In any case, I think the earlier part of the loop is more confusing,
and I think fixing that would naturally fix the trust_size
computation.  For example, wouldn't this easier to grok?

	const char *next;

	for (line = ssh_principals_out.buf;
	     *line;
	     line = next) {
		const char *end_of_text;

                /* Find the terminating LF */
               	next = end_of_text = strchrnul(line, '\n');

		/* Did we find a LF, and did we have CR before it? */
		if (*end_of_text &&
                    line < end_of_text &&
		    end_of_text[-1] == '\r')
			end_of_text--;

		/* Unless we hit NUL, skip over the LF we found */
		if (*next)
			next++;

		/* Not all lines are data.  Skip empty ones */
		if (line == end_of_text)
			/* 
                         * You may want to allow skipping more than just
			 * lines with 0-byte on them (e.g. comments?)
			 * depending on the format you are reading.
			 */
			continue;

		/* We now know we have an non-empty line. Process it */
		principal = xmemdupz(line, end_of_text - line);
		...
	}
		
The idea is to make sure that the place where the line ending
convention is taken care of is very isolated at the beginning of the
loop.

Hmm?

* _WHAT TO DO_:
• 1. In the code review comment, why does the proposed loop handle the line endings the way it does?
• 2. Write out the code review comment word for word, starting at "const char *next;" and ending at "end_of_text[-1] == '\r')".

* _DATASET RECORDS_:
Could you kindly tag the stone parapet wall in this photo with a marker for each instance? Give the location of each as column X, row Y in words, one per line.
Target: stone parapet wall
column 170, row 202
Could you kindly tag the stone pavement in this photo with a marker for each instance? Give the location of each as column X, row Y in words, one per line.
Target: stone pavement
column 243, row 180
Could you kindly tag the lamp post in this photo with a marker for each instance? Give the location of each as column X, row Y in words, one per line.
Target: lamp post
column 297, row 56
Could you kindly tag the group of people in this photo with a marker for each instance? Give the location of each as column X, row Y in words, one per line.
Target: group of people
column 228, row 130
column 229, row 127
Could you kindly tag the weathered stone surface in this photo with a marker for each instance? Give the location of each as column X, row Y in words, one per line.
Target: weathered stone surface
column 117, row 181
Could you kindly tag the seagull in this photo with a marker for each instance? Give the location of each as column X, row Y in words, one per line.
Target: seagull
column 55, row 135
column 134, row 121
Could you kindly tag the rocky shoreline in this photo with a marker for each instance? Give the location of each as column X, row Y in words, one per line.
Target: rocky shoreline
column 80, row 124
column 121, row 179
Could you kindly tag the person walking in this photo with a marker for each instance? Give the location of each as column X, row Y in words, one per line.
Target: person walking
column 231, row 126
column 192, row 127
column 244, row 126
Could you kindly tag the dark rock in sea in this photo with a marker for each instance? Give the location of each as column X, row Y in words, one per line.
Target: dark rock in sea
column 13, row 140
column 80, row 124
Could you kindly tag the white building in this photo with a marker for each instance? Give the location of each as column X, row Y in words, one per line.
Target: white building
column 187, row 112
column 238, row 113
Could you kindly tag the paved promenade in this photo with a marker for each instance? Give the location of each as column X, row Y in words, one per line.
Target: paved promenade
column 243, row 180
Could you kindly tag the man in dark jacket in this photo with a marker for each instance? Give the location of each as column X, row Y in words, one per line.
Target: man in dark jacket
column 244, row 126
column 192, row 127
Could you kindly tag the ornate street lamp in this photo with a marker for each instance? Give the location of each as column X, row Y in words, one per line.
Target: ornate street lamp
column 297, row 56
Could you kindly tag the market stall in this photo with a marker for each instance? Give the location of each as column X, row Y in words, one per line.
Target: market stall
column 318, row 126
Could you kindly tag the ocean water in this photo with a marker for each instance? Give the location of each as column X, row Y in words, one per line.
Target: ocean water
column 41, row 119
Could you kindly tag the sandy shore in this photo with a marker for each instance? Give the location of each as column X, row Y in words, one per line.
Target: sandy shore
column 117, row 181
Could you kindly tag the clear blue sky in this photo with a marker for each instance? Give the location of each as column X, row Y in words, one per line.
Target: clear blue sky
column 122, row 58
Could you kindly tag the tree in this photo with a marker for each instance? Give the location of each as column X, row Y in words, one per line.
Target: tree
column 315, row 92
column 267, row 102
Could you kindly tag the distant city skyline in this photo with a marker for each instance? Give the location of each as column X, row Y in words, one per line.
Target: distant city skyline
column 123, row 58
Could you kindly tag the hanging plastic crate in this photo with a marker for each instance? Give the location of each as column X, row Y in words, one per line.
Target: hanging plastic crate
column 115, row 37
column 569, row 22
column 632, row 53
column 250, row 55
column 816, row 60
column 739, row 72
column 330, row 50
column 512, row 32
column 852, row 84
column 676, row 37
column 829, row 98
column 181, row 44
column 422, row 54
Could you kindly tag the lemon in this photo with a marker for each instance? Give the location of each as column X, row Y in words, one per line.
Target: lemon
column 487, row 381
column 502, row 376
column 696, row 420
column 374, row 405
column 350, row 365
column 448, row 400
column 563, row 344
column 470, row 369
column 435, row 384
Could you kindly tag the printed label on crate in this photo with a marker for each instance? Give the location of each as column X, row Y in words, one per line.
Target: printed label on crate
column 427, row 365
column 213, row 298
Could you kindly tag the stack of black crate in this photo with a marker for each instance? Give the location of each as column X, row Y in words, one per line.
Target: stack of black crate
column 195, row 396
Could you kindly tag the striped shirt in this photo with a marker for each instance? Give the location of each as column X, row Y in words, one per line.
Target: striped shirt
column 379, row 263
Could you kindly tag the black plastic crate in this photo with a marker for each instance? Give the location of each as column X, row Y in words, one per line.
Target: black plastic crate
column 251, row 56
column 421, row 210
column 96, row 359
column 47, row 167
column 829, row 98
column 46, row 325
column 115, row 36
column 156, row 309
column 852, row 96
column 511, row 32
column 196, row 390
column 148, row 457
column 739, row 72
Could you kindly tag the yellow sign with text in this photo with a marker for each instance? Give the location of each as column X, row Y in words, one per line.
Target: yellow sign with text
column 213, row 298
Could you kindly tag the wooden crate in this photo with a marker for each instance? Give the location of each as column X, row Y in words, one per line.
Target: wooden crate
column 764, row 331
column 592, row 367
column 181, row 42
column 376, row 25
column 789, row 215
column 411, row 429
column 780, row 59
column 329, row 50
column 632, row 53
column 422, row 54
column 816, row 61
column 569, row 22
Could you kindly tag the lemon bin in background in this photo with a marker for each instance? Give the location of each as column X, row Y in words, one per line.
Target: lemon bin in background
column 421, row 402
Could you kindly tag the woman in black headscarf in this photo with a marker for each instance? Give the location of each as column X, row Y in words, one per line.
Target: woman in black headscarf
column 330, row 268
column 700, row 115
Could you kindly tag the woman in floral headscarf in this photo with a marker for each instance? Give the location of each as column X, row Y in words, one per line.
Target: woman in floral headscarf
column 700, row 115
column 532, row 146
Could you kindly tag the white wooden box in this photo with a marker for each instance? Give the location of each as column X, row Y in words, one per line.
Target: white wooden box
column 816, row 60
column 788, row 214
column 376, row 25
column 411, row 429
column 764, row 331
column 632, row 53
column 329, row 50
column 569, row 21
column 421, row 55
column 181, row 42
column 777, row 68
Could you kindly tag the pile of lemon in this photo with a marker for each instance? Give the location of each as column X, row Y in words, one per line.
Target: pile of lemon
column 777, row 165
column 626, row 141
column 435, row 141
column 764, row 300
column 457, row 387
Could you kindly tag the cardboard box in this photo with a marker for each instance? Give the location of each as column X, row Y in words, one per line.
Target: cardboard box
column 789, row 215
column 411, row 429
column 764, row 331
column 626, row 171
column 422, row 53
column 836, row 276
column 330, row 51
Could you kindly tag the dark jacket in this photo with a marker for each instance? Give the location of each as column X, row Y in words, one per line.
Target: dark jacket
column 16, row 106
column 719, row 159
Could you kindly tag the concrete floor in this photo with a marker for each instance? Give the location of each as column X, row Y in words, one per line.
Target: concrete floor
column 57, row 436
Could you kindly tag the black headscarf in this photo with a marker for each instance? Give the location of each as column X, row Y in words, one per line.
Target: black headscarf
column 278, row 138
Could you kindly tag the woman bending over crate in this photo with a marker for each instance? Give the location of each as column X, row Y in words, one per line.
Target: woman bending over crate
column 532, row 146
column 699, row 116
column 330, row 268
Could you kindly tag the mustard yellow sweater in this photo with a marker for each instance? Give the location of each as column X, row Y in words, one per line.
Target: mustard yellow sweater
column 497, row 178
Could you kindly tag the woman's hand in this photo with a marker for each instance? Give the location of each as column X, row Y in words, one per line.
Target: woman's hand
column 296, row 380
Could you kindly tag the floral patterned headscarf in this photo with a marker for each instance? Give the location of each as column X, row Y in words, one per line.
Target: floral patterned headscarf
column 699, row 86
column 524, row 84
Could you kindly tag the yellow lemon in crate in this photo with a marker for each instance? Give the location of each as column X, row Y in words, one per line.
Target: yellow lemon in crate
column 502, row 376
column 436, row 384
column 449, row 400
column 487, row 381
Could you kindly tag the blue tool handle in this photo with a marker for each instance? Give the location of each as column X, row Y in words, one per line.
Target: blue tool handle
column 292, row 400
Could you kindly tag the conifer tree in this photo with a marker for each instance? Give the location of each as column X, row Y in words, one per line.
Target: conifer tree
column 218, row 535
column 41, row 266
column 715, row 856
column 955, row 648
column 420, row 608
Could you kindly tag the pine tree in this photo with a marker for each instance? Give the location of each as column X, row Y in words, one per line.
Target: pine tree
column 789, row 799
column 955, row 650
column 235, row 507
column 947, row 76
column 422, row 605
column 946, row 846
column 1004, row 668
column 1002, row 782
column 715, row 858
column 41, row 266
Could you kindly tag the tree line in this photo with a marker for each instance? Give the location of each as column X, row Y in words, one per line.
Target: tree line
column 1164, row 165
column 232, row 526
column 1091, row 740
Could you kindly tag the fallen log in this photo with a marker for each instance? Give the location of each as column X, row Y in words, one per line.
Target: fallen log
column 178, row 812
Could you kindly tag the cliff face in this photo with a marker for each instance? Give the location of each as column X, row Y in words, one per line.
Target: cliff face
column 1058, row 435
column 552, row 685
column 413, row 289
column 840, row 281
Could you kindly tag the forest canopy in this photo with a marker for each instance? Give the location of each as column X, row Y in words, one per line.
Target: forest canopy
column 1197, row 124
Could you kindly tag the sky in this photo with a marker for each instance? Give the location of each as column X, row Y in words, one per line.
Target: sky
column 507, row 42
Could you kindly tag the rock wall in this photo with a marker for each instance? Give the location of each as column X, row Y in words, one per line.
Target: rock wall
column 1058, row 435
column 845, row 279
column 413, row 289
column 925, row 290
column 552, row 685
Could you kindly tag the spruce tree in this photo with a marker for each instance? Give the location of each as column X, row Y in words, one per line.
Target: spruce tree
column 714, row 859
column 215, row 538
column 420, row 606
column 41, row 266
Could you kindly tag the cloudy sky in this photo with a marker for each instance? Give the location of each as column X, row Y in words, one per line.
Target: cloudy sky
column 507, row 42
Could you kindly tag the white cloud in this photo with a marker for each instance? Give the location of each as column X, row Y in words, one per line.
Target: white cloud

* _RESPONSES FOR EACH TASK_:
• 1. The aim is to keep all handling of the line-ending convention isolated at the beginning of the loop. The reviewer also thinks that clearing up this confusing early part would naturally fix the trust_size computation.

• 2.
const char *next;

	for (line = ssh_principals_out.buf;
	     *line;
	     line = next) {
		const char *end_of_text;

                /* Find the terminating LF */
               	next = end_of_text = strchrnul(line, '\n');

		/* Did we find a LF, and did we have CR before it? */
		if (*end_of_text &&
                    line < end_of_text &&
		    end_of_text[-1] == '\r')